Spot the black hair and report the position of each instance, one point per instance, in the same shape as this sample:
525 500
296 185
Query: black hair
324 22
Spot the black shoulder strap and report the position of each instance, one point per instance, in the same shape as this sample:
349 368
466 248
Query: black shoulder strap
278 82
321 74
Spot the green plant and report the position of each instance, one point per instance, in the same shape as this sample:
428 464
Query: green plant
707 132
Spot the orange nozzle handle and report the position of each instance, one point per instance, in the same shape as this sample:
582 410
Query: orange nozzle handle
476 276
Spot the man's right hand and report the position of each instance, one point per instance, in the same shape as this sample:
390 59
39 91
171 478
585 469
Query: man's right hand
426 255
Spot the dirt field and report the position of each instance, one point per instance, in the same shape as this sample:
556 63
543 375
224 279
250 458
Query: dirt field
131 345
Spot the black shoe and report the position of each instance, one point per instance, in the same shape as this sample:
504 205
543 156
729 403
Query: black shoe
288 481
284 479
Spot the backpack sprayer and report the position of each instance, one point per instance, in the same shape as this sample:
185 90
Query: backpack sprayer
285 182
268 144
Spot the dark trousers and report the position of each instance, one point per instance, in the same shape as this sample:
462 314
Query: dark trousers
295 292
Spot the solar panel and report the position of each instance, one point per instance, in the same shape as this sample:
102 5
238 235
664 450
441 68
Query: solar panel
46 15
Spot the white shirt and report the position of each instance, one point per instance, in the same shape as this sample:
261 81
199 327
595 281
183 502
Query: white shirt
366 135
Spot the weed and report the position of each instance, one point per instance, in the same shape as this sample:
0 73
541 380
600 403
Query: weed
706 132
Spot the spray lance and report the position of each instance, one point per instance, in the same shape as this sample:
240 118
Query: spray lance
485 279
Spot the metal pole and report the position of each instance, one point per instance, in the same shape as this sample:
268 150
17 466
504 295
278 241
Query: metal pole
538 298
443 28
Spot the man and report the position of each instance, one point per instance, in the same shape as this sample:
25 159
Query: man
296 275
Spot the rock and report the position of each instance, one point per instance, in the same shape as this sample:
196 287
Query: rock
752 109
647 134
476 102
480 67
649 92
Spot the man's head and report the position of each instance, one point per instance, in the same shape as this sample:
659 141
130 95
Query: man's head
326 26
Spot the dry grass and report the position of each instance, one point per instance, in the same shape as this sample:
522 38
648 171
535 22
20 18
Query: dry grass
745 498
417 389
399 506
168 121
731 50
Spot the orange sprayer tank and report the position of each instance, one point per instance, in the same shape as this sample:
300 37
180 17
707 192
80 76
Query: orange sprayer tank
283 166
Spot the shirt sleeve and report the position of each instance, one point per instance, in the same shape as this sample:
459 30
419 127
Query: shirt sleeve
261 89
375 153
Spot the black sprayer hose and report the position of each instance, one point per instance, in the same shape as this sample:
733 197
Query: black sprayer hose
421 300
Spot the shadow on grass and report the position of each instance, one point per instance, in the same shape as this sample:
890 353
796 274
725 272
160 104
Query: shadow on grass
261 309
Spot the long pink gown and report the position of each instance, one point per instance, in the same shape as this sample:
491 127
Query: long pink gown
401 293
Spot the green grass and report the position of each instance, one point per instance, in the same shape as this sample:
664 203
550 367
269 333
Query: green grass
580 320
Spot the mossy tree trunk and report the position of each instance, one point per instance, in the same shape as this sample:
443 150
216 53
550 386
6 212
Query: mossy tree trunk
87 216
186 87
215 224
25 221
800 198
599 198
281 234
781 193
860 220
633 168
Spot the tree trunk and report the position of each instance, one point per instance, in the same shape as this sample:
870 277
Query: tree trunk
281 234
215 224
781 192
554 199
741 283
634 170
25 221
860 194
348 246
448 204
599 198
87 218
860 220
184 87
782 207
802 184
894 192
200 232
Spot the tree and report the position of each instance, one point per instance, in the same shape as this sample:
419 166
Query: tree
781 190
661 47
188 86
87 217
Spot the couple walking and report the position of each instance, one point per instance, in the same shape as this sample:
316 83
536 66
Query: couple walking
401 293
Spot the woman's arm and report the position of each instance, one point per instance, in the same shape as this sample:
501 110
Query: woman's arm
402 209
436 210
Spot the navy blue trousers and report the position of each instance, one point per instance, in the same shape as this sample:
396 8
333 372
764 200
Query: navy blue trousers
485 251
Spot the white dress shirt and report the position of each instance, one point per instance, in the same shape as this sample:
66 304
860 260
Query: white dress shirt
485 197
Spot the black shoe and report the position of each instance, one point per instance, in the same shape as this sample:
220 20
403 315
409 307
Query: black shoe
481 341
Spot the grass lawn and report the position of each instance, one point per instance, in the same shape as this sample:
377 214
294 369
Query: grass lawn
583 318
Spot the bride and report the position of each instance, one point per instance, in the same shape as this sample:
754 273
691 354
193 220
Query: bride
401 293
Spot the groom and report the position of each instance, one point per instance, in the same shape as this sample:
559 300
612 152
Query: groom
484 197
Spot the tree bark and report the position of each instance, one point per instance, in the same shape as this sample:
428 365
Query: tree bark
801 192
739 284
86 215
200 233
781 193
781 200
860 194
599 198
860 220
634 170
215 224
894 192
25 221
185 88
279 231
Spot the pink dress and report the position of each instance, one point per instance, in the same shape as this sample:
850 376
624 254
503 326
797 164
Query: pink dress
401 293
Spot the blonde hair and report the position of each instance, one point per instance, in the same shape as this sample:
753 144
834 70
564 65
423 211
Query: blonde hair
..............................
◆ **Exercise aim**: Produce an exact copy of the whole listing.

◆ **Task response**:
Spot the black hair and report the position of each instance, one point per instance, in the same shape as this sample:
525 500
296 185
Query: black hair
324 22
Spot the black shoulder strap and report the position of each instance, one point per instance, in the same shape as this sample:
349 368
466 248
Query: black shoulder strap
278 82
321 74
Spot the green plant and report the position of each instance, one point per instance, in the same shape as this sample:
428 464
Query: green plant
707 132
Spot the orange nozzle handle and report the position of each instance, one point per instance, in the same shape as this sample:
582 410
Query: orange nozzle handle
476 276
Spot the man's right hand and report the position of each instance, one point per instance, in the same shape as this sample:
390 59
39 91
171 478
585 469
Query: man's right hand
426 255
Spot the dirt field and report the position of each instance, one point per instance, in the same shape as this sample:
556 63
543 375
224 279
250 458
Query: dirt field
131 345
Spot the black shoe and report the position of each instance, one point per instance, in the same shape as this sample:
504 205
543 156
729 403
Query: black shoe
288 481
284 479
Spot the backpack sprayer and report the position of each instance, one point per instance, in the same shape as this sample:
185 90
Query: backpack sprayer
285 182
268 144
Spot the dark trousers and report the position of each instance, one point per instance, in the same shape as this sample:
462 314
Query: dark trousers
295 292
Spot the solar panel and report the position of each instance, one point per instance, in the same shape as this sample:
102 5
238 235
664 450
441 68
Query: solar panel
46 15
Spot the white shirt and report the position of each instance, one point per instance, in the same shape as this sample:
261 81
199 327
595 281
183 502
Query: white shirt
366 135
Spot the weed and report the position of each instance, one point per instance, in the same shape as this sample:
0 73
541 380
600 403
Query: weed
706 132
Spot the spray lance and report the position of each instance, one point per instance, in the same shape as this sample:
240 118
Query: spray lance
485 279
Spot the metal pole and report the position of each instance, one point per instance, in the same shape as this sample:
268 150
17 466
504 295
278 241
Query: metal pole
538 298
443 28
Spot the man and report the position of each instance, one point per instance, in the same shape as this sample:
25 159
Query: man
296 275
Spot the rock and report the position of each instance, one point per instance, in the same shape as this sample:
196 287
Query: rock
752 109
647 134
476 102
480 67
649 92
Spot the man's head and report the position of each instance, one point per instance, in the same shape as this sample:
659 141
130 95
Query: man's head
326 26
Spot the dry grass and report the position of each instance, one point per instance, in the same shape as this sample:
522 38
648 171
535 22
20 18
Query: dry grass
745 498
417 389
399 506
168 121
731 50
Spot the orange sprayer tank and report the position of each instance, one point per instance, in the same shape as this sample:
300 37
180 17
707 192
80 76
Query: orange sprayer tank
283 166
Spot the shirt sleeve and report the position of each instance, one point per instance, in the same shape as this sample:
459 30
419 127
Query: shirt sleeve
261 89
375 153
Spot the black sprayer hose and report the position of each instance, one point per instance, in the same shape as this sample:
733 197
Query: black sprayer hose
421 300
Spot the shadow on grass and report the position of each instance, one point per instance, in the same shape as this sample:
890 353
796 274
725 272
160 104
Query: shadow on grass
261 309
Spot the long pink gown and report the position of each instance, one point per instance, in the same shape as this sample:
491 127
Query: long pink gown
401 293
Spot the green grass and report the position of each instance, one point per instance, in the same shape as this sample:
664 203
550 367
269 333
Query: green grass
580 320
Spot the mossy tree trunk and report the position of each instance, one point per instance, in the same shape as this sample:
443 150
216 53
550 386
6 212
Query: mossy tree trunk
87 216
186 87
215 224
25 221
800 198
599 198
281 234
781 193
860 220
633 168
Spot the tree trunk and report the position of each instance, one point per instance, in the same shape as this sample:
870 277
Query: tree trunk
281 234
215 224
781 192
554 199
741 283
634 170
25 221
860 194
348 246
448 204
599 198
87 218
860 220
184 87
782 207
802 184
894 192
200 232
Spot the tree and report the position of each instance, one point per instance, in the same shape as this sample:
419 166
Query: tree
781 190
661 47
188 86
87 217
Spot the couple walking and report the position of each instance, one point per instance, in the same shape as this sample:
316 83
536 66
Query: couple walking
401 293
Spot the woman's arm and report the position of each instance, one point per instance, in the same shape as this sample:
501 110
Query: woman's arm
402 209
436 210
Spot the navy blue trousers and report the position of each instance, one point per instance, in the same shape as this sample:
396 8
333 372
764 200
Query: navy blue trousers
485 251
Spot the white dress shirt and report the position of each instance, one point per instance, in the same shape as this sample:
66 304
860 260
Query: white dress shirt
485 197
Spot the black shoe and report the position of each instance, one point per instance, in the same shape as this sample:
220 20
403 315
409 307
Query: black shoe
481 341
Spot the grass lawn and report the position of each instance, one point per instance, in the same shape as this sample:
377 214
294 369
Query: grass lawn
583 318
Spot the bride and report the position of each instance, one point per instance, in the same shape as this sample:
754 273
691 354
193 220
Query: bride
401 293
Spot the groom and report the position of each instance, one point per instance, in the same shape as this sample:
559 300
612 152
Query: groom
484 197
Spot the tree bark and report the position of each instance, one point per instance, in the same shape as this sample:
428 365
Query: tree bark
801 192
739 284
86 215
200 233
781 193
781 200
860 194
599 198
860 220
634 170
215 224
894 192
25 221
185 88
279 231
Spot the pink dress and report the position of each instance, one point per instance, in the same shape as this sample:
850 376
624 254
503 326
797 164
Query: pink dress
401 293
Spot the blonde hair and report the position of each instance, one point per instance, in the same shape as this sample:
753 144
834 70
564 65
423 211
Query: blonde hair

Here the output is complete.